Keep writing the news report on Maine's first carfentanil overdose death, starting right after its last sentence.

* [Page excerpt]:
BEGIN
Maine saw its first lethal overdose from a powerful elephant tranquilizer called carfentanil, an opioid that the DEA says is killing drug users all over the country.

“The Medical Examiner has confirmed a death due to carfentanil that occurred in April in York County,” Tim Feeley, spokesman for the state’s Attorney General’s Office, said Wednesday. “This was the first confirmed death attributed to that substance.”

He declined to release the person’s gender or age, due to privacy reasons.

Heroin and fentanyl-laced heroin are blamed for 63 percent of the 376 overdose deaths in Maine during 2016. The state’s first elephant tranquilizer overdose death adds a new and complex component to the state’s ongoing opiate epidemic.

Carfentanil is so strong that a 24-year-old York man who overdosed on the elephant tranquilizer in October 2016 needed six doses of opioid antidote Narcan to revive him, responding police said at the time.

Heroin cut with carfentanil allows dealers to make their supplies last longer, and the high lasts longer and is more powerful than heroin alone, according to the Washington Post. But users often don’t realize they are ingesting a drug that the Drug Enforcement Agency has said is 10,000 times more potent than morphine, and 100 times more powerful than fentanyl.
END
* [Entries provided]:
BEGIN
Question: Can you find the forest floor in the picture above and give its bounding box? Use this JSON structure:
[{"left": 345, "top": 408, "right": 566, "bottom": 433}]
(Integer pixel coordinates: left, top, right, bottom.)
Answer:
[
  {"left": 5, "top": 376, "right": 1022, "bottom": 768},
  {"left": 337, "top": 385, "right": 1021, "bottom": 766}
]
END
* [Response]:
The DEA in September issued a warning about carfentanil after a rash of deaths across the country. And in April, carfentanil-related fatalities were reported in Ohio, Illinois, Colorado, Wisconsin and Minnesota.

It is the strongest commercially made opioid and is so powerful that an amount equivalent to a few grains of salt can be deadly, which is one reason why law enforcement and others who deal with illegal street drugs need to take precautions.

“Carfentanil and other fentanyl-related compounds are a serious danger to public safety, first responder, medical, treatment, and laboratory personnel,” the DEA warning states. “These substances can come in several forms, including powder, blotter paper, tablets, and spray [and] they can be absorbed through the skin or accidental inhalation of airborne powder.”

The DEA suggests that anyone who comes into contact with the drug has quick access to naloxone, commonly sold as Narcan nasal spray, an opioid antidote.